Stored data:
—————
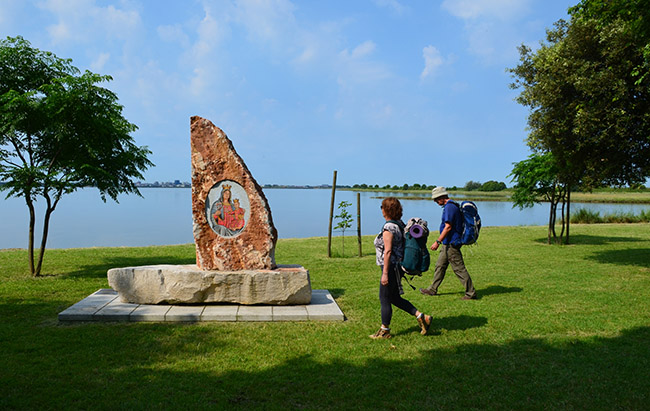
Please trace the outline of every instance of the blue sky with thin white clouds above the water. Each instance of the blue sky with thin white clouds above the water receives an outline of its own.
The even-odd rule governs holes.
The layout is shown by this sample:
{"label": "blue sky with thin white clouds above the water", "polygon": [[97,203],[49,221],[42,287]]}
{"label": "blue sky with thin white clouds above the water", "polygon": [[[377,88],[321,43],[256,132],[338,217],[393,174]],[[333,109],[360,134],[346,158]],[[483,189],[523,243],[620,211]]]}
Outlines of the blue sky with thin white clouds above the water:
{"label": "blue sky with thin white clouds above the water", "polygon": [[190,117],[260,184],[463,186],[524,160],[508,68],[578,0],[0,0],[0,36],[108,74],[155,167],[190,181]]}

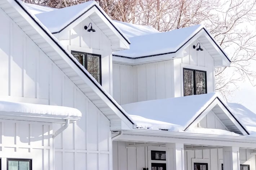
—————
* [TASK PROMPT] Please repeat the data verbatim and leave the pictures out of your copy.

* [ANSWER]
Please trace the outline of every instance of the blue sky with thin white clouds above the water. Each instance of the blue sky with thin white clouds above the water receives an outline of its own.
The even-odd rule governs holes.
The layout is shown by this sample:
{"label": "blue sky with thin white clouds above the water", "polygon": [[97,203],[49,221],[42,287]]}
{"label": "blue sky with thin white clouds above the water", "polygon": [[[377,88],[321,43],[256,132],[338,217],[393,174]],[[333,109],[360,134],[346,158]],[[483,189],[523,243],[620,211]]]}
Outlines of the blue sky with thin white clouds above the water:
{"label": "blue sky with thin white clouds above the water", "polygon": [[190,117],[260,184],[463,186],[524,160],[508,68],[578,0],[0,0],[0,36],[108,74],[155,167],[190,181]]}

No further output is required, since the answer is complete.